** DATA SUPPLIED **
▼
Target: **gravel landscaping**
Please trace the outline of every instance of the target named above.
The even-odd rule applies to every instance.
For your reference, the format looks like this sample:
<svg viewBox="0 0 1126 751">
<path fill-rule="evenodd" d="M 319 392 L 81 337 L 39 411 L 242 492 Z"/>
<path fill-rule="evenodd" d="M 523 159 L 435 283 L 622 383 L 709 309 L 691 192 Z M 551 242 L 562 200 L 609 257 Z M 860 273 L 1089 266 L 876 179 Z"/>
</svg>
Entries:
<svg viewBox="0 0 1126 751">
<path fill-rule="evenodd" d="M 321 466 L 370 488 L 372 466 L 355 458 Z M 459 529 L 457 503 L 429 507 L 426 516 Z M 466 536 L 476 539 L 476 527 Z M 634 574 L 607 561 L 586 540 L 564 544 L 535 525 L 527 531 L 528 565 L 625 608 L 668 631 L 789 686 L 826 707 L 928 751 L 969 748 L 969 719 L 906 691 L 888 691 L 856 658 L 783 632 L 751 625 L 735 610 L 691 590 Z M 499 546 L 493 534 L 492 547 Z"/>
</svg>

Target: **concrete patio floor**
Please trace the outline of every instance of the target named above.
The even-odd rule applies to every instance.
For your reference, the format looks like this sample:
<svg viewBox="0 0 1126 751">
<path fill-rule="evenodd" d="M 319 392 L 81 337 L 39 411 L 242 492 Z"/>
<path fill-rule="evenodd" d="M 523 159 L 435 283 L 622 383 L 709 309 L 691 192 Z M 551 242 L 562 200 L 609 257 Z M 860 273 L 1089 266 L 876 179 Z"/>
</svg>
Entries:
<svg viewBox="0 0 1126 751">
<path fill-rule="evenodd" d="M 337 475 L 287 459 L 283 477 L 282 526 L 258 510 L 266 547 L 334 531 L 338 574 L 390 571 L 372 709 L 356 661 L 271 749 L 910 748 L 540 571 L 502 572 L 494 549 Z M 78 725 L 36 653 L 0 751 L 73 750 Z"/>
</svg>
▲
** WRITTEN EXERCISE **
Quote every line of both entries above verbatim, from the first line through the last.

** RESULT OF THIS TASK **
Target: **gravel landscaping**
Please trace the outline of every instance of the target named above.
The even-odd rule applies to every instance.
For your reference, the format looks like this sample:
<svg viewBox="0 0 1126 751">
<path fill-rule="evenodd" d="M 319 392 L 81 337 L 39 411 L 242 492 Z"/>
<path fill-rule="evenodd" d="M 523 159 L 435 283 L 622 383 L 709 309 L 691 192 Z M 551 242 L 562 200 L 609 257 Z M 860 273 L 1089 266 L 876 179 Z"/>
</svg>
Entries:
<svg viewBox="0 0 1126 751">
<path fill-rule="evenodd" d="M 321 466 L 370 488 L 372 466 L 355 458 Z M 459 529 L 457 503 L 429 507 L 426 516 Z M 466 536 L 476 539 L 476 527 Z M 634 574 L 607 561 L 586 540 L 564 544 L 535 525 L 527 531 L 528 565 L 625 608 L 668 631 L 789 686 L 826 707 L 928 751 L 969 748 L 969 719 L 906 691 L 888 691 L 856 658 L 783 632 L 751 625 L 735 610 L 691 590 Z M 499 546 L 493 534 L 492 547 Z"/>
</svg>

Target: **concrete patio floor**
Please trace the outline of every instance of the target named above.
The even-odd rule applies to every instance.
For your reference, the format looks like this sample:
<svg viewBox="0 0 1126 751">
<path fill-rule="evenodd" d="M 319 392 L 81 337 L 39 411 L 242 492 Z"/>
<path fill-rule="evenodd" d="M 523 159 L 435 283 L 622 383 L 709 309 L 691 192 Z M 551 242 L 562 200 L 609 257 Z M 860 273 L 1089 266 L 876 179 Z"/>
</svg>
Entries:
<svg viewBox="0 0 1126 751">
<path fill-rule="evenodd" d="M 337 475 L 287 459 L 283 477 L 282 526 L 258 510 L 266 547 L 334 531 L 338 574 L 390 571 L 372 709 L 356 661 L 271 749 L 910 748 L 540 571 L 502 572 L 494 549 Z M 78 725 L 36 653 L 0 751 L 73 750 Z"/>
</svg>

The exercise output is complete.